*What needs to be done*
Render into French the following sentence from the commentary on Western views of Russia below: "The obvious answer to that question in much of the Western world is that Putin wants Russia to be anything but a democracy."

*Document*
* * *

At the annual “Valdai Club” gathering of Russia experts at Sochi on Russia’s Black Sea coast a month ago, an earnest Western journalist asked Russian President Vladimir Putin whether Russia’s annexation of Crimea and support for rebels in Ukraine’s Donbass could be explained by fear of “democracy moving closer to [Russia’s borders].”
Putin’s reply got to the heart of problem: “What kind of democracy is this [i.e., in Russia]?”
The obvious answer to that question in much of the Western world is that Putin wants Russia to be anything but a democracy. Though the situation is in fact far more complex, mainstream Western reporting depicts Russia as a dictatorship or a police state—or worse.
Writing in The New York Times two weeks ago, for example, Masha Gessen (author of a widely cited biography of Putin), asserting a view taken by many US commentators, alleged that recent events confirmed that Russia was on the road to becoming a “totalitarian” state and, pointedly, one addicted to war. “A totalitarian society seeks to be mobilized,” she writes: “The more Russia reverts to its totalitarian habits, the more comfort it will derive from a constant state of war.”

* * *

*Dataset extract*
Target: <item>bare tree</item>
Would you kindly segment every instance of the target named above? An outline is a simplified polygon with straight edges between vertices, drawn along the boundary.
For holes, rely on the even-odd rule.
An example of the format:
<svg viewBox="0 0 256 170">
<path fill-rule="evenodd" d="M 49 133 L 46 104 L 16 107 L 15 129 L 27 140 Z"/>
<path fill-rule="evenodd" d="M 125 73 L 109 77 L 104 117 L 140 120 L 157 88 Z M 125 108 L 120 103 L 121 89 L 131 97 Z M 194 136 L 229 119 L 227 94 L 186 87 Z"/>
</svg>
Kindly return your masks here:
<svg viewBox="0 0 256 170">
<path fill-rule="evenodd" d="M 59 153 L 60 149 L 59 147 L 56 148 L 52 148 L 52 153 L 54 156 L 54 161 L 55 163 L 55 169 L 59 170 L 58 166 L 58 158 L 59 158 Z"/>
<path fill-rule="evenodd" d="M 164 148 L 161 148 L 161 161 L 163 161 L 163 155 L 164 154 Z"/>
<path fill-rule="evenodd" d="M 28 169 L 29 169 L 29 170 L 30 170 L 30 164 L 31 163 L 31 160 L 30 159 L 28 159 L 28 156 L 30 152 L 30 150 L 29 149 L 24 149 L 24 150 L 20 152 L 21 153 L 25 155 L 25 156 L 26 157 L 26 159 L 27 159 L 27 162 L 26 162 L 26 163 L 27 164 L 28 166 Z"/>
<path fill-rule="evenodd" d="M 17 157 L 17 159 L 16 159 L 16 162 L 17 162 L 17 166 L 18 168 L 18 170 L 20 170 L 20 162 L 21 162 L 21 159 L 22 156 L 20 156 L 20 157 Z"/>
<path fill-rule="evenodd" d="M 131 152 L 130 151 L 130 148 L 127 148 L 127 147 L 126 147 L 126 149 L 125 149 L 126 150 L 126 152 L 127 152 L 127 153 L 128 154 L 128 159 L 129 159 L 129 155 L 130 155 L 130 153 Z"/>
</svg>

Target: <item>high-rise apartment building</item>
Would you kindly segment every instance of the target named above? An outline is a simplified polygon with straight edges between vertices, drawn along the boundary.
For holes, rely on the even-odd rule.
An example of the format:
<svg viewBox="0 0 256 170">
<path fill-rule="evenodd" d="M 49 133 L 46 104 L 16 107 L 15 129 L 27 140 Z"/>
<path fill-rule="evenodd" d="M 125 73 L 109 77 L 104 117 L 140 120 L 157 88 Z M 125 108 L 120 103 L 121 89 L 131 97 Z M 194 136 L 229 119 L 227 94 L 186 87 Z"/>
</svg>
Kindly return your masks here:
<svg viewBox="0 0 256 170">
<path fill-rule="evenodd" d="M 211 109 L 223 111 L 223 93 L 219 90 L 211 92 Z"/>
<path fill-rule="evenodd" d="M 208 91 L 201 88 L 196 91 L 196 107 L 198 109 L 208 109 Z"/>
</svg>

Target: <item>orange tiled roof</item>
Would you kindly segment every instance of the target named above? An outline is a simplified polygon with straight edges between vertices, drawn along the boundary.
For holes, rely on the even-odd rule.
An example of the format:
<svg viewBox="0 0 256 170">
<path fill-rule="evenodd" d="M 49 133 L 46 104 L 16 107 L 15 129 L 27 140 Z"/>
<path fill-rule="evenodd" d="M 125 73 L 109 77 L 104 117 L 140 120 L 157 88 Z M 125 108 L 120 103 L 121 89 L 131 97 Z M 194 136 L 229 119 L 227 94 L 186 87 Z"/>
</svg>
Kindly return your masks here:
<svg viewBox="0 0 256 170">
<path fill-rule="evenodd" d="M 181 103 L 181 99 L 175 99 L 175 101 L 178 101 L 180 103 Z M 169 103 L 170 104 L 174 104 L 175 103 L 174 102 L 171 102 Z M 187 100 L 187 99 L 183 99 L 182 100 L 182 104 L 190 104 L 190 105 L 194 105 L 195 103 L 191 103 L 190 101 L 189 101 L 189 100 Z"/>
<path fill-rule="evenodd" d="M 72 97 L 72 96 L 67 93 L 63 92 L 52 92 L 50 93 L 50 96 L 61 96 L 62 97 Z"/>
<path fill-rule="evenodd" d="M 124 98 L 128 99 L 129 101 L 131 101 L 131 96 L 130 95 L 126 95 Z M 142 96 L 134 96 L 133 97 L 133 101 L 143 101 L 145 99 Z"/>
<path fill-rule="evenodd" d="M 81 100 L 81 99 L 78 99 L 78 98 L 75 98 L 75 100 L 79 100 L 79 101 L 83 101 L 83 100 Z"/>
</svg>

* * *

*Response*
Dans une grande partie du monde occidental, la réponse évidente à cette question est que Poutine veut que la Russie soit tout sauf une démocratie.